[[ EXERCISE INPUT, beginning ]]
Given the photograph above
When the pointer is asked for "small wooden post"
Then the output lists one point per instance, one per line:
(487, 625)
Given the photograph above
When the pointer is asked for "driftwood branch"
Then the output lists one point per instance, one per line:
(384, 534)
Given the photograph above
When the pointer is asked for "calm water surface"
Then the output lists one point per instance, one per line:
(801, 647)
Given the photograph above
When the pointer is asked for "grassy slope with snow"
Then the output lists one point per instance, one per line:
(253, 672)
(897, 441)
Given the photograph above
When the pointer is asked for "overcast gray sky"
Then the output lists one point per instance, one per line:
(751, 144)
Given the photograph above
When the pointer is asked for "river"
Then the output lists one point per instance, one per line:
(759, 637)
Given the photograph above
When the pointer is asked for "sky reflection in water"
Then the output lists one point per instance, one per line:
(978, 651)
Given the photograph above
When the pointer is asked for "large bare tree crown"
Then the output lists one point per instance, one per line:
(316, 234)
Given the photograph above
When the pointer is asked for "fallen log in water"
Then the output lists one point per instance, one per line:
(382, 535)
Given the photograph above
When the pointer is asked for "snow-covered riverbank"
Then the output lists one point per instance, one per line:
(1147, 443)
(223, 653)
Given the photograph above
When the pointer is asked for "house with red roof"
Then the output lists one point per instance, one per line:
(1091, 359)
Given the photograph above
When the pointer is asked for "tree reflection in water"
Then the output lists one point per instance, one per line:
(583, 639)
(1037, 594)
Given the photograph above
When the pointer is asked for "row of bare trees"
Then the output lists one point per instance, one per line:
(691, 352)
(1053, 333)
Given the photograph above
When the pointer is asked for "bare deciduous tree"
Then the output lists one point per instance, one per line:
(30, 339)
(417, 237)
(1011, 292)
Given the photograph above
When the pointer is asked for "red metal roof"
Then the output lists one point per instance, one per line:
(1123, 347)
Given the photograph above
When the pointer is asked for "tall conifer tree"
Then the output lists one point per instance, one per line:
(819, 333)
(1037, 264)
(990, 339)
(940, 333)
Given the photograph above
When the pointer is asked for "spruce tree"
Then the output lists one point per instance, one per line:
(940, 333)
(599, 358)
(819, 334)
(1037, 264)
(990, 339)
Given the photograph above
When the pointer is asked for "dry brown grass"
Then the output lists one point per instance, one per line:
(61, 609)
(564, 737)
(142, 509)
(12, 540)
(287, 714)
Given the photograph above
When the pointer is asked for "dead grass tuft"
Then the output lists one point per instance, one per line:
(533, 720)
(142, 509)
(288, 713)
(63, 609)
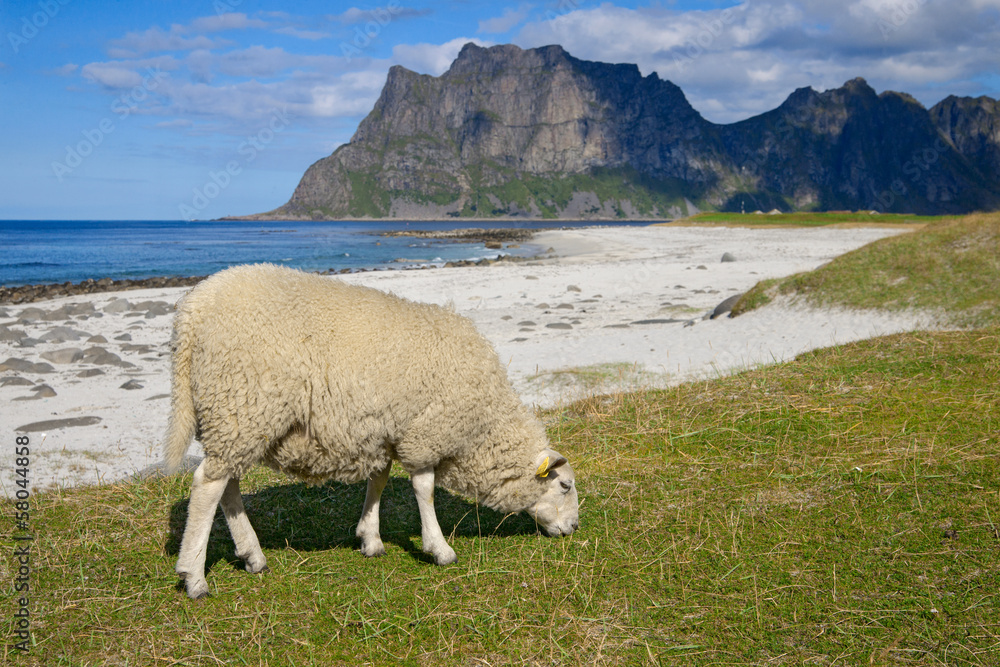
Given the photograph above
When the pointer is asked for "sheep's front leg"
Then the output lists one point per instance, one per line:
(430, 530)
(247, 545)
(205, 496)
(368, 530)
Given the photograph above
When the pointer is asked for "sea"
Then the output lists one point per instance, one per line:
(57, 251)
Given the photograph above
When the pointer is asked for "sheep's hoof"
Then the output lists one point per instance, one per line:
(198, 591)
(446, 558)
(258, 568)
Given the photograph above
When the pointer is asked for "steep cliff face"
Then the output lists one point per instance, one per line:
(972, 125)
(512, 132)
(850, 148)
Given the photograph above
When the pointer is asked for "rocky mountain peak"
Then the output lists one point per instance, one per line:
(512, 132)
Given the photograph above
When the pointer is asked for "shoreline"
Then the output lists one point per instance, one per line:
(33, 293)
(612, 309)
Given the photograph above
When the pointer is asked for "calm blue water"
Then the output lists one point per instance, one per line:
(52, 251)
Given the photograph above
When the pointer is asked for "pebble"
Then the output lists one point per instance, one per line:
(66, 355)
(63, 335)
(52, 424)
(11, 334)
(15, 381)
(25, 366)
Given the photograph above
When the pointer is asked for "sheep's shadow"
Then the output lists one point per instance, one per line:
(319, 518)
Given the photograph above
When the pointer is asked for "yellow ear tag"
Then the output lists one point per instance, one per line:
(543, 469)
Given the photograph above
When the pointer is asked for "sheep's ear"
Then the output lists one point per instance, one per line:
(550, 461)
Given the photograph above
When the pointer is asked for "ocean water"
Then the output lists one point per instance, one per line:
(53, 251)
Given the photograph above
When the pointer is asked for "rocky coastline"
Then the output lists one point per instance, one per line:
(494, 239)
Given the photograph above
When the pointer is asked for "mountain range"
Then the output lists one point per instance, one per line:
(511, 132)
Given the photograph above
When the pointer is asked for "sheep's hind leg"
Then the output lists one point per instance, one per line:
(205, 496)
(430, 530)
(247, 545)
(368, 528)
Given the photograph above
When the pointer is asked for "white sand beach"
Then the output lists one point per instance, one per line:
(612, 308)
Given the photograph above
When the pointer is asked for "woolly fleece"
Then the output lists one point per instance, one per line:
(326, 380)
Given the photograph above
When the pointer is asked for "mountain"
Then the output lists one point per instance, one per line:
(538, 133)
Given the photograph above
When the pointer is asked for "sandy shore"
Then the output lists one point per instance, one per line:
(614, 308)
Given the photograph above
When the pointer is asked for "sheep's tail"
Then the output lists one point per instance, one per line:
(183, 422)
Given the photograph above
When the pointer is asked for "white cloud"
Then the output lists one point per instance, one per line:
(505, 22)
(230, 21)
(66, 70)
(737, 62)
(432, 59)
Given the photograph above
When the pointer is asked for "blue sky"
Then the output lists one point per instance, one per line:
(117, 110)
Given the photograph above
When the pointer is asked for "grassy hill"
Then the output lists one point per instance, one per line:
(842, 508)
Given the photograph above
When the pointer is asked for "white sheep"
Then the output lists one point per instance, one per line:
(325, 380)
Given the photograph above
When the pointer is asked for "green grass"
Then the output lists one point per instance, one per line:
(839, 509)
(806, 219)
(950, 267)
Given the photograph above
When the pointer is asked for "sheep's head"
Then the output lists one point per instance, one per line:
(558, 510)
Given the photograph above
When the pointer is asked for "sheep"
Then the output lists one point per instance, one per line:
(325, 380)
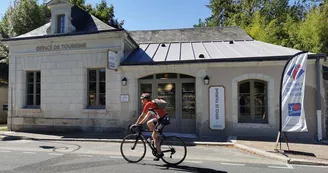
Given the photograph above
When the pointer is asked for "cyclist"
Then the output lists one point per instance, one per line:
(155, 124)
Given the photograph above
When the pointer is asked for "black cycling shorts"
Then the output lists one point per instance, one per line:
(161, 123)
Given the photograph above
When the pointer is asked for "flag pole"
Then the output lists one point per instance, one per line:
(280, 100)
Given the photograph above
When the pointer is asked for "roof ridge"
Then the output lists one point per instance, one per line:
(191, 28)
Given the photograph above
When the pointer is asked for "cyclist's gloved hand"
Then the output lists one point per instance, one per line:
(132, 127)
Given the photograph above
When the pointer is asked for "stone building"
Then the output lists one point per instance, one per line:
(78, 73)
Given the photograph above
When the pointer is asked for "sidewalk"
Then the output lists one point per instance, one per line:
(95, 137)
(310, 154)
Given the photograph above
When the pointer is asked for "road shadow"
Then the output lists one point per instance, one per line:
(184, 168)
(292, 152)
(55, 149)
(292, 139)
(11, 138)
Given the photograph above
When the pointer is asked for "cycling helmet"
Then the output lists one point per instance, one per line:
(145, 96)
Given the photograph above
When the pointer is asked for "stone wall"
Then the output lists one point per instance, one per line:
(325, 84)
(3, 100)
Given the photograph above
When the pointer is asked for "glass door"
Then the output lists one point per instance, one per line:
(167, 91)
(188, 107)
(144, 87)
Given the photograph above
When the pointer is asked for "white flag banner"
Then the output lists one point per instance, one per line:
(292, 94)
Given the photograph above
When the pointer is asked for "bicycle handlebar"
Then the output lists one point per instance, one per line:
(135, 128)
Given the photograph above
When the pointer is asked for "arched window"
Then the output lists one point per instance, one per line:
(252, 100)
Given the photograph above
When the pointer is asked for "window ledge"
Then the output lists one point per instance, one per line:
(30, 110)
(253, 125)
(95, 110)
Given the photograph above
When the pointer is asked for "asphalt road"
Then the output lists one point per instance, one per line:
(99, 157)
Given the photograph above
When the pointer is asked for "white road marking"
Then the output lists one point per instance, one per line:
(147, 159)
(5, 151)
(56, 154)
(116, 157)
(281, 167)
(192, 161)
(233, 164)
(86, 155)
(29, 152)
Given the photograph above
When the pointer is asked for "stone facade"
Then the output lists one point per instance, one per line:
(3, 100)
(64, 85)
(231, 74)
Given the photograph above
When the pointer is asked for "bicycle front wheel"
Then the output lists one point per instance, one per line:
(133, 148)
(174, 150)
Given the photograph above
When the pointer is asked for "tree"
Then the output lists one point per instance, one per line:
(313, 31)
(101, 11)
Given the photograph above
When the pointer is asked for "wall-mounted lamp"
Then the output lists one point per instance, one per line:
(206, 80)
(124, 81)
[[ EXERCISE INPUT, end ]]
#### WHAT TO PRODUCE:
Please return every line of the records that contains the word "window".

#### SOLUTION:
When the pointer is asked for "arched window"
When the pointer is asked for "window ledge"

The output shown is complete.